Requests:
• 1. Decide whether each statement agrees with the essay on public assistance, answering yes or no and quoting the words that settle it: (a) Wimpy was a friend of Popeye and Olive Oyl. (b) The writer rejects the premise that society has a moral responsibility to assist those in need. (c) The programs under discussion are funded solely at the federal level.
• 2. Carry the essay on public assistance forward from its final sentence.

Page:
Good ole Wimpy, always on the prowl for a little charitable assistance to get a hamburger.  For those of you who don’t know Wimpy, he was a hamburger addicted friend of Popeye and Olive Oyl (if you don’t know who they are – Wimpy, Popeye, Olive Oyl).  Wimpy was in a continual state of being underfunded, or maybe in by today’s standards we could say he was underemployed and food insecure?  It’s that “charitable assistance” I am going to discuss today, more specifically public assistance programs funded with tax dollars.

One of the alleged moral responsibilities of society is to care for and provide assistance to those in need through public assistance programs.  For the sake of this discussion only I will agree without qualification to this premise.  With that stipulation made we look at what this alleged moral responsibility equates to in helping the less fortunate.

Welfare is the general heading under which people gain aid for periods of time (some of those periods lasting years).  There are various federal and state controlled programs paid through taxes that fund these programs.  For this discussion we when I speak of welfare I will be speaking to assistance programs such as Women, Infants, and Children (WIC) health and nutrition programs, Temporary Assistance for Needy Families (TANF), Supplemental Nutritional Assistance Program (SNAP), housing assistance, health assistance programs etc.

Coordinate annotation records:
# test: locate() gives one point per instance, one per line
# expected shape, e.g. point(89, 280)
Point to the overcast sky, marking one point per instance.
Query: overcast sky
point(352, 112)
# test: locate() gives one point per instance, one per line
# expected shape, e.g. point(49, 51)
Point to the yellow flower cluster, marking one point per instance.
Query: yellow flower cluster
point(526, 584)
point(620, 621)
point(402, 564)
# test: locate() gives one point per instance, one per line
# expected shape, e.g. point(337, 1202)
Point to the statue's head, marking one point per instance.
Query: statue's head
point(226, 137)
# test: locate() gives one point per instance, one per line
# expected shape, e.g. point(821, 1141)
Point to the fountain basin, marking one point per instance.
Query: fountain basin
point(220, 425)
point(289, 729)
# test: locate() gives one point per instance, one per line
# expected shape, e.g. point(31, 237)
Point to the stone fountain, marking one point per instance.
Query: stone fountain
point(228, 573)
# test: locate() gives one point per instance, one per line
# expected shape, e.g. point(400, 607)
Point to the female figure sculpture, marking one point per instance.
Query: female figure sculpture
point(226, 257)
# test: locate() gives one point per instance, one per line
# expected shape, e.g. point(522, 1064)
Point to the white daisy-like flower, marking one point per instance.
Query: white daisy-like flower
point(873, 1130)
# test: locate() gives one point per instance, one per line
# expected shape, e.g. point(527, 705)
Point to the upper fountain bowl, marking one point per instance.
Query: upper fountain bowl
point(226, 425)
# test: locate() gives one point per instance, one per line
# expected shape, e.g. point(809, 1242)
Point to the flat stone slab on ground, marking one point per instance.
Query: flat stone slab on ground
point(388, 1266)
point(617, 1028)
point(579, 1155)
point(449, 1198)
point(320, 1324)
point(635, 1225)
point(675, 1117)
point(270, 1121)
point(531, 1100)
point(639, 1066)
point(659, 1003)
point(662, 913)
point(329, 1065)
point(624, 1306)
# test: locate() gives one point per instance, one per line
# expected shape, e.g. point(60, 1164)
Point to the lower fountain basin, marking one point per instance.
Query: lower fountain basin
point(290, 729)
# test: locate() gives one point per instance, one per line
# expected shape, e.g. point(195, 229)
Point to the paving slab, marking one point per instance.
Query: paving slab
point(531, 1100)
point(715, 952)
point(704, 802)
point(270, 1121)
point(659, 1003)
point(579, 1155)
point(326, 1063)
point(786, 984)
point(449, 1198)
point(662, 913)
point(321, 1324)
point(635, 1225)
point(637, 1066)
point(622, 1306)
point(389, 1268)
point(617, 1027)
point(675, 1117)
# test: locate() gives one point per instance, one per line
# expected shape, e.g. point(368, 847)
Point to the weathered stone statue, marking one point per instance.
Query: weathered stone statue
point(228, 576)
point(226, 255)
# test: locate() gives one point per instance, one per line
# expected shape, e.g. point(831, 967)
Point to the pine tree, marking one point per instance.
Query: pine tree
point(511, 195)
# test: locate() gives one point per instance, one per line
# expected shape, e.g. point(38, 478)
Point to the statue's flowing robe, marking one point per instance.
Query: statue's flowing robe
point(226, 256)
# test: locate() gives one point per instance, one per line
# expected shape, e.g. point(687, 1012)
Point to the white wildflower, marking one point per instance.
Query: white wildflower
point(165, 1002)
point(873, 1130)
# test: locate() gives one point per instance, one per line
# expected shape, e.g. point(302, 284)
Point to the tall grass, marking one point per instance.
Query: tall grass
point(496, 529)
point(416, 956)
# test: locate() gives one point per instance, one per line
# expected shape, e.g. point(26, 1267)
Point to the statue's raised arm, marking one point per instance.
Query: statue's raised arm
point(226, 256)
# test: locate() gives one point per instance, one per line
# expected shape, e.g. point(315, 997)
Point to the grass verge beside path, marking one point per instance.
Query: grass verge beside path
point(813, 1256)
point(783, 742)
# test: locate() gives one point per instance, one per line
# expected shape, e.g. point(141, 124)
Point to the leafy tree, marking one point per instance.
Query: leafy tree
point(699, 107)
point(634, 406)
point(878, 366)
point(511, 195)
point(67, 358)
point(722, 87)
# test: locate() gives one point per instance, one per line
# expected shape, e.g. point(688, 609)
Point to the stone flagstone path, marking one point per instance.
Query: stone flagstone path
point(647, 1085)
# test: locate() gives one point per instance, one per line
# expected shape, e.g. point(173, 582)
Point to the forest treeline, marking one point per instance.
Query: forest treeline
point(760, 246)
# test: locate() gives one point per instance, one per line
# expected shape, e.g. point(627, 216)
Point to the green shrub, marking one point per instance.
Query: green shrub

Responses to the tasks:
• 1.
(a) Yes: "he was a hamburger addicted friend of Popeye and Olive Oyl"
(b) No: "For the sake of this discussion only I will agree without qualification to this premise."
(c) No: "There are various federal and state controlled programs paid through taxes that fund these programs."

• 2.
There is no question that there are people needing assistance and since society wants to provide that safety net, then when it is provided the assistance should come with the responsibility to the receiver to return to society some remuneration for that assistance.  In considering the assistance to be given there should be some forms of means testing obviously to determine the reasonable amount of need one has.  As well as that needs testing there should be some non-negotiable requirements in how long the assistance will last and what the recipient must return to society.

For example, any assistance one receives is offset by the requirement of that recipient to work for the community in return.  There are myriad jobs that would benefit the community.  Recipients could work on grounds crews to maintain parks, public roadways, or school grounds as examples.  Further work could be provided in public agencies and buildings, whether assisting in cleaning the buildings, working in public assistance programs that aid the elderly, providing services in public established child care programs watching children of other recipients needing child care while they work for their communities.  For those with physical limitations not severe enough to prevent working in some area there could be administrative assistance given in places like libraries, recreation centers, or visitors centers for instance.  Work programs could also be structured in a work-education format.  A recipient may work 20 hours per week and attend vocational training courses for the other 20 hours per week.  The goal of course to provide the recipient with skill sets that can be used to obtain full time employment, removing the need for them to continue on public assistance programs.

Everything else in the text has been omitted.